◆ TRECHO DA PÁGINA ◆
● ● ● ● ● ● ●

A improvisada e inconveniente visita da comitiva comandada pelo presidente Jair Bolsonaro ao Supremo Tribunal Federal (STF) serviu ao menos para solidificar uma convicção desoladora para o Brasil: falta uma coordenação nacional tanto para um combate mais eficiente à pandemia do novo coronavírus quanto para conduzir o país em um plano responsável e gradual de saída do isolamento social e reabertura de atividades econômicas, o que deve ser feito de forma técnica e com o engajamento de toda a sociedade. A constatação de que há um vácuo de liderança partiu das colocações equilibradas e maduras do presidente do STF, ministro Dias Toffoli, que ao ouvir as lamúrias do governo e as preocupações dos empresários levados por Bolsonaro lembrou que um primeiro passo para uma nova etapa seria a existência de uma ordenação que unisse todos os entes federados.
O infortúnio é que, mantidas as posições atuais do Planalto, e nada indica que elas mudarão, o Brasil seguirá sem essa condução e sem um timoneiro
O infortúnio é que, mantidas as posições atuais do Planalto, e nada indica que elas mudarão, o Brasil seguirá sem essa condução e sem um timoneiro. Bolsonaro sequer é uma figura apagada na crise sanitária. É pior. Não por acaso, a prestigiada revista médica britânica The Lancet apontou o presidente como um desafio extra para o país na luta para controlar a covid-19. Além das raríssimas palavras de consolo para as vítimas fatais da doença, Bolsonaro disse ainda na quinta-feira que organizaria um churrasco para cerca de 30 pessoas no fim de semana. É uma total falta de empatia, no momento em que o Brasil chega a cerca de 10 mil mortos 10 mil mortos.
Diante da carência de uma liderança nacional em que os brasileiros confiem, o papel é desempenhado pela grande maioria de governadores e prefeitos, que tomaram as rédeas da situação e, com juízo, levam à frente uma organização mínima para debelar a pandemia. Um bom trabalho, mas que é sabotado diariamente pelo presidente, que estimula seus seguidores a desafiarem o isolamento e promove aglomerações, uma evidente facilitação à propagação do agente infeccioso.

● ● ● ● ● ● ●

◆ DADOS FORNECIDOS ◆
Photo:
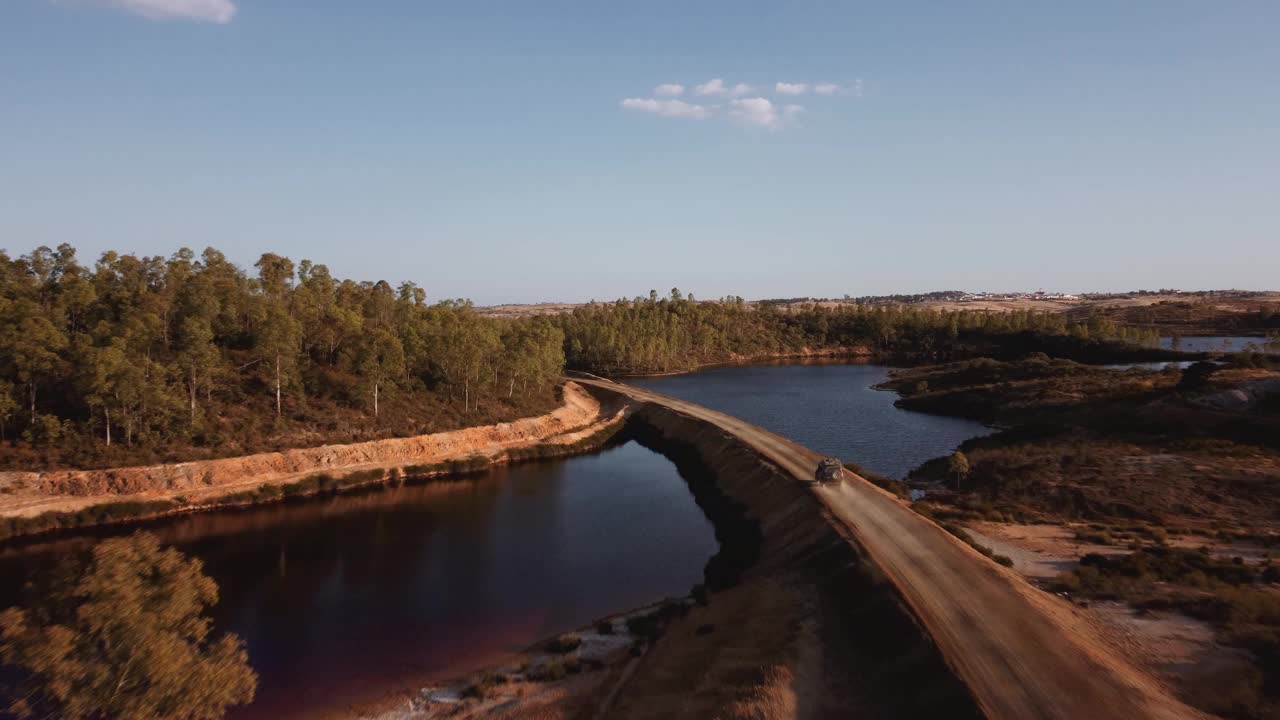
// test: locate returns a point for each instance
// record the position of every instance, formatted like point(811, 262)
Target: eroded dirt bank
point(798, 625)
point(789, 623)
point(1019, 651)
point(200, 484)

● ● ● ● ● ● ●

◆ REQUISITOS DA TAREFA ◆
Por favor, escreva a continuação do texto sobre a falta de coordenação nacional no combate à pandemia, começando logo após a última frase mostrada.

◆ RESPOSTA DO EXERCÍCIO ◆
Faz parte ainda deste cenário desanimador a figura do ministro da Saúde, Nelson Teich. A percepção predominante de quem participa de videoconferências com Teich, governadores ou secretários estaduais, é a de que ainda está tateando e é tutelado pelo Planalto, apesar de ao menos ter defendido a importância do isolamento social nos últimos dias. Parecendo perdido, o ministro ainda fala em começar a montar um plano para vencer a pandemia, como se a doença recém estivesse chegando ao Brasil e, por vezes, aparece como a voz do conformismo diante das evidentes dificuldades.
O Brasil precisaria construir e implementar urgentemente um planejamento robusto para sair da crise sanitária, econômica e social. Mas o negacionismo presidencial, o desdém e a ausência de um comando confiável em nível federal e sincronizado com os gestores subnacionais parecem encurralar o país em uma espécie de beco sem saída para a pandemia. Diante do conjunto vazio de ideias no poder central, é mais do que justificável, como fez o STF, assegurar autonomia para que Estados e municípios, com responsabilidade, disciplina e sentido de dever, encontrem junto com a sociedade os melhores caminhos e as saídas para suprir a disfuncionalidade federal.